- **ASSIGNMENT**
Show every line of the data that contains the string "lamp".

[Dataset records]
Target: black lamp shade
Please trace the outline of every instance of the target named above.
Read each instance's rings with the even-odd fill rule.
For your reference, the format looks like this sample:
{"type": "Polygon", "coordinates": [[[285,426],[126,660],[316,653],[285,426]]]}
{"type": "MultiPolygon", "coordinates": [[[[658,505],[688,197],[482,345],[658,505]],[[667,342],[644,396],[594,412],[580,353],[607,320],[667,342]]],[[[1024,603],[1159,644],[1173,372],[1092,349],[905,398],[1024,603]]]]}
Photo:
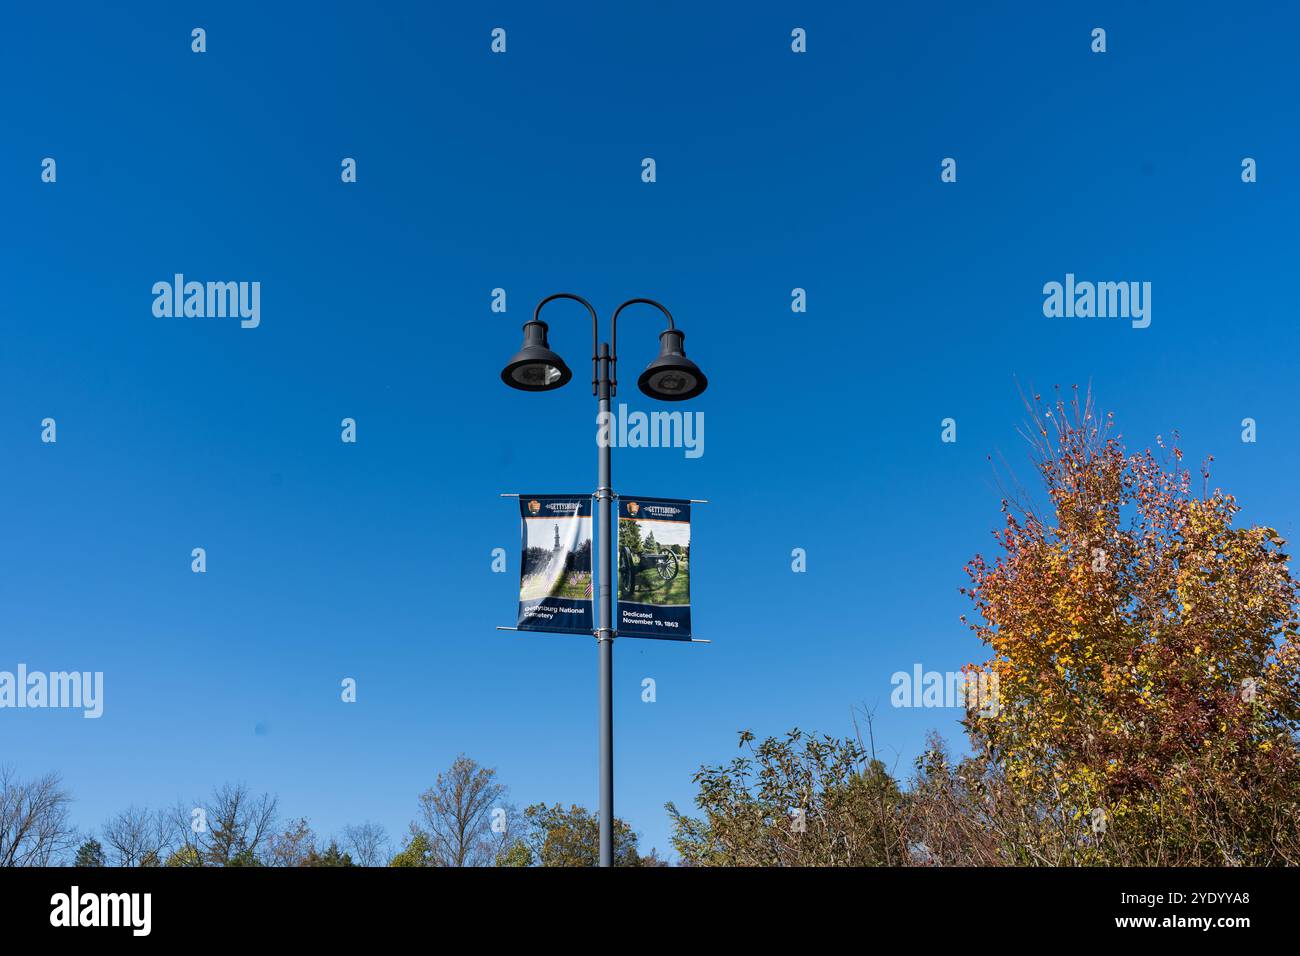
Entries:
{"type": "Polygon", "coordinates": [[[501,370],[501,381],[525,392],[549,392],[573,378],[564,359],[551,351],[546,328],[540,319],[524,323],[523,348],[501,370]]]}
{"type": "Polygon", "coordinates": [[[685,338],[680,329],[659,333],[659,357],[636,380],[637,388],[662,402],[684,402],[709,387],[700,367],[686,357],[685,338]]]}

==

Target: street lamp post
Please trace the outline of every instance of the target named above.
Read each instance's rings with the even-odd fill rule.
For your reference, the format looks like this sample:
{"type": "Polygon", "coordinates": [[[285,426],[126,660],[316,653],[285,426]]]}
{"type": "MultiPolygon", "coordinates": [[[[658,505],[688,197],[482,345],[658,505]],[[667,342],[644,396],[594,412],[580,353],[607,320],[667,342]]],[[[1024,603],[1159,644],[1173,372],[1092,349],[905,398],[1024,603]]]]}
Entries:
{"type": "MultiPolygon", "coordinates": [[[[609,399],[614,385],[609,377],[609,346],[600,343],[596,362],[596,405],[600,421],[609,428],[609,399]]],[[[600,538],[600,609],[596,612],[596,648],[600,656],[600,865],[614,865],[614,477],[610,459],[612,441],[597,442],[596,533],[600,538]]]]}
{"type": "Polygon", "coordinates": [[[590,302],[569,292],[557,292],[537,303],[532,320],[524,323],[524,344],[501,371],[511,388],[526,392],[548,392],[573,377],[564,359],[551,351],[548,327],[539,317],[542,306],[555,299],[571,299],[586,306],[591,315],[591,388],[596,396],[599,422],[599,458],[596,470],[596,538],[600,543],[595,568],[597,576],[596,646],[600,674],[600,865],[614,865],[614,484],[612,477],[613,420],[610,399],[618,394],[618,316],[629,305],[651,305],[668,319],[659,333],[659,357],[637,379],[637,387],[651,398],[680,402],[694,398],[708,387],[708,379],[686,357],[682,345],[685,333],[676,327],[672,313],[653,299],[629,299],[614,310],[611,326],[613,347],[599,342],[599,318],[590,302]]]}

- **EXERCISE OUTPUT**
Target: black lamp shade
Target: street lamp post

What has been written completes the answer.